WORK ORDER:
I need the lines below from the one with "x=333, y=160" down to the one with "x=150, y=64" reproduced exactly, both ends included, and nothing else.

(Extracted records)
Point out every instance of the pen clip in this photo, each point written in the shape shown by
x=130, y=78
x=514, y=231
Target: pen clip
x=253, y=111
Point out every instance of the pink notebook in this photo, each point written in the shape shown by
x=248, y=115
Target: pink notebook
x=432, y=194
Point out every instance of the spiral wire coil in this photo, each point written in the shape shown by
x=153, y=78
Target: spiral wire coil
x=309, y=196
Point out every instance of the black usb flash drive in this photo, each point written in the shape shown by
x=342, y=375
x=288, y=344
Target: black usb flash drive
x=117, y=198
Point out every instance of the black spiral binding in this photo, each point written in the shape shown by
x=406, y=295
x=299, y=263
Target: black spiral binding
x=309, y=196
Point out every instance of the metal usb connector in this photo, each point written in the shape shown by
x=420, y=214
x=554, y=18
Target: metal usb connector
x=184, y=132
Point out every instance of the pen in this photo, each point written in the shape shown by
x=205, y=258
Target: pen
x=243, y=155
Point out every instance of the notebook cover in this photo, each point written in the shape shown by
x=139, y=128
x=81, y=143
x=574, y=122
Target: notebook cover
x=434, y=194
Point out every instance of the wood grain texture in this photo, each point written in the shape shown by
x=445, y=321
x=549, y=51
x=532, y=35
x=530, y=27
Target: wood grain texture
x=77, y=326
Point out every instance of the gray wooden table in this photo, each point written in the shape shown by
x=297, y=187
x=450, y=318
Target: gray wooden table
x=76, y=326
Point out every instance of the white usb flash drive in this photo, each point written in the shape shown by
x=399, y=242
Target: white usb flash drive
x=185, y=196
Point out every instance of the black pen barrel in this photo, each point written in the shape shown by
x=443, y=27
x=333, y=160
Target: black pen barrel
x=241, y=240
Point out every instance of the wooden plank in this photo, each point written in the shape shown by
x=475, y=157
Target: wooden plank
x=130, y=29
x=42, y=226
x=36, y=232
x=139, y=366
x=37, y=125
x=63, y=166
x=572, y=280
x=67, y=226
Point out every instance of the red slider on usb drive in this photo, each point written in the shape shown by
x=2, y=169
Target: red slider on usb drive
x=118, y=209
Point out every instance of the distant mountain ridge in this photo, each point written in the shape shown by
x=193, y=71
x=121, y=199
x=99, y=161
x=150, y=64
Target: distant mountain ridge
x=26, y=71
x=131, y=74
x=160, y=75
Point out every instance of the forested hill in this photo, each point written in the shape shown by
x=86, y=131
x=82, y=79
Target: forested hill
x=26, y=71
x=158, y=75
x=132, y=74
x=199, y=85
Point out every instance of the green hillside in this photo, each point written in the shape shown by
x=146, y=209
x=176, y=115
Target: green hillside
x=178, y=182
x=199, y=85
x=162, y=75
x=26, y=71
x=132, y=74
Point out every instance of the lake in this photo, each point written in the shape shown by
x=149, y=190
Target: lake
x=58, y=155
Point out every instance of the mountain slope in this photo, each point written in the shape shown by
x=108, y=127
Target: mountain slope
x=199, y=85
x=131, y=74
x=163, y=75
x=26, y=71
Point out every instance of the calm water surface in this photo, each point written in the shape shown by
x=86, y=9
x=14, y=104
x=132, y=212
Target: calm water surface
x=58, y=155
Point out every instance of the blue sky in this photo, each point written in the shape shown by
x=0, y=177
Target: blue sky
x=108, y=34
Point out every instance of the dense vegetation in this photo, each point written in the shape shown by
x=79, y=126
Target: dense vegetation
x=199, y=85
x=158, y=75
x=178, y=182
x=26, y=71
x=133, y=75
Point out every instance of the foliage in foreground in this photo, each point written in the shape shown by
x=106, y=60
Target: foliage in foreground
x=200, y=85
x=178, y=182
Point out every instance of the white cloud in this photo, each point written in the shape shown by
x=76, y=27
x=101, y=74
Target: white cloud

...

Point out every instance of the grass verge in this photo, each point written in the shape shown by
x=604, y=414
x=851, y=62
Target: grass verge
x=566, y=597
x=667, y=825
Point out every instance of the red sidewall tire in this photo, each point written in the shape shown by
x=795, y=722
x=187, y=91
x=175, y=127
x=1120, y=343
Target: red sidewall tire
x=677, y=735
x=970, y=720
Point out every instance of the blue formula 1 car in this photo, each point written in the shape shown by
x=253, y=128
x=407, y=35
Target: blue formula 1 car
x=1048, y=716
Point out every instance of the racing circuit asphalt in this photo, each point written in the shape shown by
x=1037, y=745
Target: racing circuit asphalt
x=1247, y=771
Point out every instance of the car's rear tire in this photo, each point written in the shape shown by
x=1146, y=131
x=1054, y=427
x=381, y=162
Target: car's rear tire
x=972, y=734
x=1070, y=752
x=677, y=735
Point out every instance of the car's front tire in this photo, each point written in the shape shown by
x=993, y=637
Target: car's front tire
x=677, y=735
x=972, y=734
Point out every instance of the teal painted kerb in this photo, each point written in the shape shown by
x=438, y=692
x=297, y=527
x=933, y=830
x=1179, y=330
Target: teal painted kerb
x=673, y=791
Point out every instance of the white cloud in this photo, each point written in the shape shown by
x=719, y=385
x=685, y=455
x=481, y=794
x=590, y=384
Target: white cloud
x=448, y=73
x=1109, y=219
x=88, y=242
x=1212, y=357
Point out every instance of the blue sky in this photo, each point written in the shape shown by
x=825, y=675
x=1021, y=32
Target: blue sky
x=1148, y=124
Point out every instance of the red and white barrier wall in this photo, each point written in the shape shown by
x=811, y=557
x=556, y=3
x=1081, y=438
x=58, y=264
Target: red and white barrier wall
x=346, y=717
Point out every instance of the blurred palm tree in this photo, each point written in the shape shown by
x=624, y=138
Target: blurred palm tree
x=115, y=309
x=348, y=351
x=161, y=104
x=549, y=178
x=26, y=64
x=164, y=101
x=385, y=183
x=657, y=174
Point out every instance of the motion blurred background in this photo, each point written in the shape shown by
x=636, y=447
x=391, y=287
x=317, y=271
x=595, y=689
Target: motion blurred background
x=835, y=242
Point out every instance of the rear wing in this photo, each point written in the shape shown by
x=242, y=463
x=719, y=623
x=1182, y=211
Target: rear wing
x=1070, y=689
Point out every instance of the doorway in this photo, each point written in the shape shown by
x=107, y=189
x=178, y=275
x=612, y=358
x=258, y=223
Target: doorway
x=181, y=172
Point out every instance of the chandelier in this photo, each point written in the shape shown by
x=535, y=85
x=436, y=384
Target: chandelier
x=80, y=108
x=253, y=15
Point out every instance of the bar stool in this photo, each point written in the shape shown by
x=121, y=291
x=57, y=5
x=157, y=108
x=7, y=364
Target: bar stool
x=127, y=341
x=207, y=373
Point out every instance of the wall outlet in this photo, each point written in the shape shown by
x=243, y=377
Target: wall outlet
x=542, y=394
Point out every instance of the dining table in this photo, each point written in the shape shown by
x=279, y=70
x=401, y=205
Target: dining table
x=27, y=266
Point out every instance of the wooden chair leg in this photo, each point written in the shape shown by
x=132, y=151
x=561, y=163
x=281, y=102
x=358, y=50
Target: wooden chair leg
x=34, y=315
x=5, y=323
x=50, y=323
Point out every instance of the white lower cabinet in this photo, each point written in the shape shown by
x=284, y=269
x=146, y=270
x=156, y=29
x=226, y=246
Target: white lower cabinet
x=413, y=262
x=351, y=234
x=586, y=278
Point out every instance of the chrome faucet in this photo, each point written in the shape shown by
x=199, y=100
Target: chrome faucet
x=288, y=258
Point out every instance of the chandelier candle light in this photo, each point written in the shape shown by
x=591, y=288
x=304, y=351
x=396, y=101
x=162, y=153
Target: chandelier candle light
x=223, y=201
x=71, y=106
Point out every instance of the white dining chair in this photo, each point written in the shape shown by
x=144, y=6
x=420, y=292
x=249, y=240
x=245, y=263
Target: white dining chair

RESPONSE TO THIS TASK:
x=333, y=160
Target: black pen barrel
x=241, y=240
Point out every instance of the wooden plank in this photo, each point written in the shape shown by
x=475, y=157
Target: wooden plank
x=130, y=29
x=42, y=226
x=36, y=232
x=139, y=366
x=37, y=125
x=63, y=166
x=572, y=280
x=67, y=226
Point out every instance of the red slider on usb drive in this photo, each point written in the shape shown by
x=2, y=169
Target: red slider on usb drive
x=118, y=209
Point out every instance of the distant mountain ridge in this photo, each point written in the shape shown by
x=193, y=71
x=121, y=199
x=99, y=161
x=150, y=64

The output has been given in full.